— Directions —
Look through the data below. Show each line where the string "nostril" occurs.

******

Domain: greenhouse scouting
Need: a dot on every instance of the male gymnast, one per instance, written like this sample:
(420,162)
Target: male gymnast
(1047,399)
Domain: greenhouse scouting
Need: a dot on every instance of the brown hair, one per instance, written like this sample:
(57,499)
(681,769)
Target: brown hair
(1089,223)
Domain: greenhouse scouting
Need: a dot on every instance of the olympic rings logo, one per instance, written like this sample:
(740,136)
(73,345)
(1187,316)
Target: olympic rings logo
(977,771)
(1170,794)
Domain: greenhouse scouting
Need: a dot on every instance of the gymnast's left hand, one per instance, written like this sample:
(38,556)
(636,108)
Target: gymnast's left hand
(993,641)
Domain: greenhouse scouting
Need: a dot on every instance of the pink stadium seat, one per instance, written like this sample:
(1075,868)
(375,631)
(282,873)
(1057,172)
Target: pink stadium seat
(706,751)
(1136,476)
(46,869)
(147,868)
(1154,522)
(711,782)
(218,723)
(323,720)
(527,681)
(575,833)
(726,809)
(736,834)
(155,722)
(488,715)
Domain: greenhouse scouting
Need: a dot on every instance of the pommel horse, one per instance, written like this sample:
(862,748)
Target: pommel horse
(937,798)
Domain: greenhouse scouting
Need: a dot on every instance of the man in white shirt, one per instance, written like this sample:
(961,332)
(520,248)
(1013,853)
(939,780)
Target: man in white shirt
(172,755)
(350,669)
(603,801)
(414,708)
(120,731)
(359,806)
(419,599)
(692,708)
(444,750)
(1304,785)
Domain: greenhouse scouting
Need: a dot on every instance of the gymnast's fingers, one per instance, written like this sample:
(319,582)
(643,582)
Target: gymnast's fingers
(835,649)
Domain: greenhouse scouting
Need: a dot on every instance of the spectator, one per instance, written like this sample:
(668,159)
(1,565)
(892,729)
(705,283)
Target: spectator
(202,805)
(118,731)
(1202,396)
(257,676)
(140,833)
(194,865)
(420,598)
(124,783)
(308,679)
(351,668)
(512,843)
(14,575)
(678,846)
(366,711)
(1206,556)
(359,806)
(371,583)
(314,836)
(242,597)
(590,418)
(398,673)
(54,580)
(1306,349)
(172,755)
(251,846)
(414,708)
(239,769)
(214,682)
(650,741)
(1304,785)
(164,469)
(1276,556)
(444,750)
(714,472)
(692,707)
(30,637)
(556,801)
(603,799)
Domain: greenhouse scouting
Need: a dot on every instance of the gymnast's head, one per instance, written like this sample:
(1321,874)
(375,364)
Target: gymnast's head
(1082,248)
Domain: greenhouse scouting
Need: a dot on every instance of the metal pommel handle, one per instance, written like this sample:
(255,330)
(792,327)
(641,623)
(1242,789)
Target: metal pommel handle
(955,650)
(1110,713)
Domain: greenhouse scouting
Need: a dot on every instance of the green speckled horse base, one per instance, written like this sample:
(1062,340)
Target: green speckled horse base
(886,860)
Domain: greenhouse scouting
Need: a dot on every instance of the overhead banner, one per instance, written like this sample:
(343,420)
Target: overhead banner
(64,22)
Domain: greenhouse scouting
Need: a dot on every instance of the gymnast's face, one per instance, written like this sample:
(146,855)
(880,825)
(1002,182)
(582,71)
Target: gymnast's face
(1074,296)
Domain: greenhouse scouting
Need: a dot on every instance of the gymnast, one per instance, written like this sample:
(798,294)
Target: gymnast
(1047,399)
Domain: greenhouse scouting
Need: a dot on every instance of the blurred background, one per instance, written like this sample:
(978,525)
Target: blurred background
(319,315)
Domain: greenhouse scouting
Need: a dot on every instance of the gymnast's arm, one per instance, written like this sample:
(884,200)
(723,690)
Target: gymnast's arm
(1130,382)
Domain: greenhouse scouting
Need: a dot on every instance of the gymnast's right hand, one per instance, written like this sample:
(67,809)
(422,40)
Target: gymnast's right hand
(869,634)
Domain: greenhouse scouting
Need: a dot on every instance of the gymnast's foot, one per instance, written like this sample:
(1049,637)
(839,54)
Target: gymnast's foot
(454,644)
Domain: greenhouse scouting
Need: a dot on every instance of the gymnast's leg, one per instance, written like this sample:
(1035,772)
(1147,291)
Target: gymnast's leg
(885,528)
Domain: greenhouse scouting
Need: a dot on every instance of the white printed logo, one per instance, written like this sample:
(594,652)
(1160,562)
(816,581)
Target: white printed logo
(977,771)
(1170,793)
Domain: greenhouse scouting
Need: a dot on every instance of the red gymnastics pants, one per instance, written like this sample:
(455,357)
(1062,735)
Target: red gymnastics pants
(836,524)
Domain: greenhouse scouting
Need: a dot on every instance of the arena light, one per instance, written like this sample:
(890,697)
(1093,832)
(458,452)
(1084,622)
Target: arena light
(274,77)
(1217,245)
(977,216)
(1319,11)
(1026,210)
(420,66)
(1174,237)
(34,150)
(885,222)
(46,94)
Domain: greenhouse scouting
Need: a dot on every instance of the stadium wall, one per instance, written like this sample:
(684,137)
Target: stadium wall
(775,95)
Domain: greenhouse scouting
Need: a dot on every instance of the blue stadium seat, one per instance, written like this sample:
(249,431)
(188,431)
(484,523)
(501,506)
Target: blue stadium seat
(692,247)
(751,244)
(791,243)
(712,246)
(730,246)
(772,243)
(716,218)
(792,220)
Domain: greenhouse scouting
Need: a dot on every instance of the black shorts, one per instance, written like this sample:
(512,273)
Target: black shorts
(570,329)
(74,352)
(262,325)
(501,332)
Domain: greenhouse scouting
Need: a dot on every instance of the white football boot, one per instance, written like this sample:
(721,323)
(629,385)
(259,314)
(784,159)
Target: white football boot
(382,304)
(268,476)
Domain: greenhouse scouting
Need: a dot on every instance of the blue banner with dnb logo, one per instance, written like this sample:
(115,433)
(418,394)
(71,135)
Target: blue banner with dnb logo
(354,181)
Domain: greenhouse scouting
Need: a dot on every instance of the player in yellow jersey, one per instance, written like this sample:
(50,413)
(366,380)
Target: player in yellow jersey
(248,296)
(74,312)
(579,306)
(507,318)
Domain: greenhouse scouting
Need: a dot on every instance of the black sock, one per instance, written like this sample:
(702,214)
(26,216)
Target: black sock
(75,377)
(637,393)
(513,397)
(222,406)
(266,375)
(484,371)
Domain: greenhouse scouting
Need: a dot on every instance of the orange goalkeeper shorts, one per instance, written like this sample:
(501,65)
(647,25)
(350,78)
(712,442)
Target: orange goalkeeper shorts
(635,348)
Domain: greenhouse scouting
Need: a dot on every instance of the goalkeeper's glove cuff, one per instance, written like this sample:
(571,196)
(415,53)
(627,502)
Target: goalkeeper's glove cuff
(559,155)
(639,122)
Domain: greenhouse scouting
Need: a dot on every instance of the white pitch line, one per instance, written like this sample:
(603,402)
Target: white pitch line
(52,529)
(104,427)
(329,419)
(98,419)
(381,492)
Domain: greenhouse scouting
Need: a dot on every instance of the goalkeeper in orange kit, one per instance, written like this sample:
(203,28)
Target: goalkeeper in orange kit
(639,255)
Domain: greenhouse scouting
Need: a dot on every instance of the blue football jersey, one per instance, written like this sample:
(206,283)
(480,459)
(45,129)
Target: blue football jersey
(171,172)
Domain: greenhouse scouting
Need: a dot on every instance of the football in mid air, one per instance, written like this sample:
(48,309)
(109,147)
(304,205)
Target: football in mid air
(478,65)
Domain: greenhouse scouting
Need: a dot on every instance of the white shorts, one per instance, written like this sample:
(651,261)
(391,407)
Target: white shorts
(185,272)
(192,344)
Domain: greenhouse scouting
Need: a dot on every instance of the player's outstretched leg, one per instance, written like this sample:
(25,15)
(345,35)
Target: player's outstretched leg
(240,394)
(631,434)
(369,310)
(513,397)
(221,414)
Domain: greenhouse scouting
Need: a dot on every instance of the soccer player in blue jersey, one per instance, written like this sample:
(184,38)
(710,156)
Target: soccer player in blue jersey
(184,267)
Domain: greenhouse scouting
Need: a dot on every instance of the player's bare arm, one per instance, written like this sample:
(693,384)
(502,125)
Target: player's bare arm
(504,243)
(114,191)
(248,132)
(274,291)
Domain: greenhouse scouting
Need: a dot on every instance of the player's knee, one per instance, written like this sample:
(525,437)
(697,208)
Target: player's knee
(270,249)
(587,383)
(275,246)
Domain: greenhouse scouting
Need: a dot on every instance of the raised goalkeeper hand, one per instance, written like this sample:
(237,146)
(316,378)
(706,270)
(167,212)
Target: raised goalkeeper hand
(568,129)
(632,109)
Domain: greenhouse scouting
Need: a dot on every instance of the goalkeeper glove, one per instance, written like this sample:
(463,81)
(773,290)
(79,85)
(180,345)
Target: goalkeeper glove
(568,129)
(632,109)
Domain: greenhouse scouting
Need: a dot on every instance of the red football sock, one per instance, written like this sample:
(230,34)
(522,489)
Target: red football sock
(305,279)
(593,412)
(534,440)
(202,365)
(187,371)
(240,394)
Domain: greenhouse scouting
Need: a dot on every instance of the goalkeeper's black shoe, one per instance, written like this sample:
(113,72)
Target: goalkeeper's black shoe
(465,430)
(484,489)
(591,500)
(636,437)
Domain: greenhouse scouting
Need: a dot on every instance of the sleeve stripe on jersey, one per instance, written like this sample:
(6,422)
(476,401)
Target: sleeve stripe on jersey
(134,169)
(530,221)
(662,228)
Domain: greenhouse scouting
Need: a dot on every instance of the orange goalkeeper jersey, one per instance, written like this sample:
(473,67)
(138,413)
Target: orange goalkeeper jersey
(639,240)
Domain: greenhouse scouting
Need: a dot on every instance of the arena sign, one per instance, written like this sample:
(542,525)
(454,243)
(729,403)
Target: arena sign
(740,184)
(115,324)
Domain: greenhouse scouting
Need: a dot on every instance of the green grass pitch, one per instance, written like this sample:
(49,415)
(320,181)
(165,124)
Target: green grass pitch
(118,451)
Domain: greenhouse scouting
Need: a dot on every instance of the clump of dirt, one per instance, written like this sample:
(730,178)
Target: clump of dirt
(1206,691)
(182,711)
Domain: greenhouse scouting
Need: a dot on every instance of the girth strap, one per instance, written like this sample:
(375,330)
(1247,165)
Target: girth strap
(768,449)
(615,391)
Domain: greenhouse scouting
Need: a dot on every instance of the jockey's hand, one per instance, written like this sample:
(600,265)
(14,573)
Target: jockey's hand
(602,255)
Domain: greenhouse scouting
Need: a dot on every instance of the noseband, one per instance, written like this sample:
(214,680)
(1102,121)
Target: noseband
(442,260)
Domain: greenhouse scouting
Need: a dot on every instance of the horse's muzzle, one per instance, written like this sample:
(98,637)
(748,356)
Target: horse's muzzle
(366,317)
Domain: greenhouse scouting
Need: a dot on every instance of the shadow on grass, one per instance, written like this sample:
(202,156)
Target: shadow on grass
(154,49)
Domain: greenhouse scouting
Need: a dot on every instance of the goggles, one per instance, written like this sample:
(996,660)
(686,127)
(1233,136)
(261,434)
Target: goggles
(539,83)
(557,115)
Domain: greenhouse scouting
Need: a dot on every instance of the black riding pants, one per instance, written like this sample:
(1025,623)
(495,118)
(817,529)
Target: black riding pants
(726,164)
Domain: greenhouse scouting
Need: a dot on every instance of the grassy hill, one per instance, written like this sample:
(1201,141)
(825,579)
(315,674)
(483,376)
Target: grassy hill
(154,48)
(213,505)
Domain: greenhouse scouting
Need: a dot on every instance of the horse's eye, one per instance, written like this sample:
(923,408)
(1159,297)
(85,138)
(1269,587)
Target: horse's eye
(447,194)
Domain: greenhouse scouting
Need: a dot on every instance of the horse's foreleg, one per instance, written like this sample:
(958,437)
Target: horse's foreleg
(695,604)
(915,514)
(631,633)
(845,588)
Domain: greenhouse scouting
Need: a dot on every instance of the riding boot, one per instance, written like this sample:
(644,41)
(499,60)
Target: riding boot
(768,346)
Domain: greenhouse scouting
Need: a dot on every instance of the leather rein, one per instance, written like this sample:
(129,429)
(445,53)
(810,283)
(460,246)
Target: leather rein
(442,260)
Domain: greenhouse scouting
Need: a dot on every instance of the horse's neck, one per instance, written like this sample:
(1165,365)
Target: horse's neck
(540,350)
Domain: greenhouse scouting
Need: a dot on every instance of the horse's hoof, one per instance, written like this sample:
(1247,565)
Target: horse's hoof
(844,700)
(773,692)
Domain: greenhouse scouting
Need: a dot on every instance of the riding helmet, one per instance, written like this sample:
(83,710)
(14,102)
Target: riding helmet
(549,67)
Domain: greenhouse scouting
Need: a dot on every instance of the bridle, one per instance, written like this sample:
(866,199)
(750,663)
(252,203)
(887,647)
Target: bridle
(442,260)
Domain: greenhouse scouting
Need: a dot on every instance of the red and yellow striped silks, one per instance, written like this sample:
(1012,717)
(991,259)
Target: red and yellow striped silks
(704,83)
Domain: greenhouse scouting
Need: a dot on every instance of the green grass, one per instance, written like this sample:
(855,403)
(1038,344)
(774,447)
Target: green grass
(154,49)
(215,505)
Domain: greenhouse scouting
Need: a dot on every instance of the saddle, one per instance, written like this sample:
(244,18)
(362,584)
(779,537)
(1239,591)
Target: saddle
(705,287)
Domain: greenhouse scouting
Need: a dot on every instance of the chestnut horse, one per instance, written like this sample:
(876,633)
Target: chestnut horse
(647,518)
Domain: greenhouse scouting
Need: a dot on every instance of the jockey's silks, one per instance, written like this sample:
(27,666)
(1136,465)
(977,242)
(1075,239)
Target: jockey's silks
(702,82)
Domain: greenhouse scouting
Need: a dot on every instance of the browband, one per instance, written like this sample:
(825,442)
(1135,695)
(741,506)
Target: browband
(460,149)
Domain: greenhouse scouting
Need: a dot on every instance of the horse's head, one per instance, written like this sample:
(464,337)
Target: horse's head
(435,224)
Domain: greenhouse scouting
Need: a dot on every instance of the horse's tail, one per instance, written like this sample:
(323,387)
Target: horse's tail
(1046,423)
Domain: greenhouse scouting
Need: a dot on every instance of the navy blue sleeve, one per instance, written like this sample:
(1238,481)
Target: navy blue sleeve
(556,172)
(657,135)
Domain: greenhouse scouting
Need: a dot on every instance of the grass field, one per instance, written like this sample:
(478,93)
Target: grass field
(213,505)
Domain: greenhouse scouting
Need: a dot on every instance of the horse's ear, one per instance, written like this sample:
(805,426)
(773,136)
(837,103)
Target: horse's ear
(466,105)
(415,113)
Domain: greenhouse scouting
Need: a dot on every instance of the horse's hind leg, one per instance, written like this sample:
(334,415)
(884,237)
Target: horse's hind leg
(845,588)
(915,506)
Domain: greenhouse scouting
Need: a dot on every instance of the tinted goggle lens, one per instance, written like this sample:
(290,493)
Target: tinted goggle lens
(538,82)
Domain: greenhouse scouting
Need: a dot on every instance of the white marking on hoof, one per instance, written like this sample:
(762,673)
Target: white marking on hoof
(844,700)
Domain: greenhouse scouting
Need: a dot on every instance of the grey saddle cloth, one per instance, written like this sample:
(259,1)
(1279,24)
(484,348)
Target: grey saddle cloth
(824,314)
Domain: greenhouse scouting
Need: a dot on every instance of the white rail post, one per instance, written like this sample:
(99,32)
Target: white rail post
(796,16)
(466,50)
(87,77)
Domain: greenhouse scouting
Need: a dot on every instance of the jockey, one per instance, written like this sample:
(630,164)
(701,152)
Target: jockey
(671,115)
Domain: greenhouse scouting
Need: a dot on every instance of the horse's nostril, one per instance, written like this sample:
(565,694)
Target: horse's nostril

******

— Solved problem —
Need: a dot on every instance of the horse's nostril, one per instance, written like this sample:
Target: horse's nostril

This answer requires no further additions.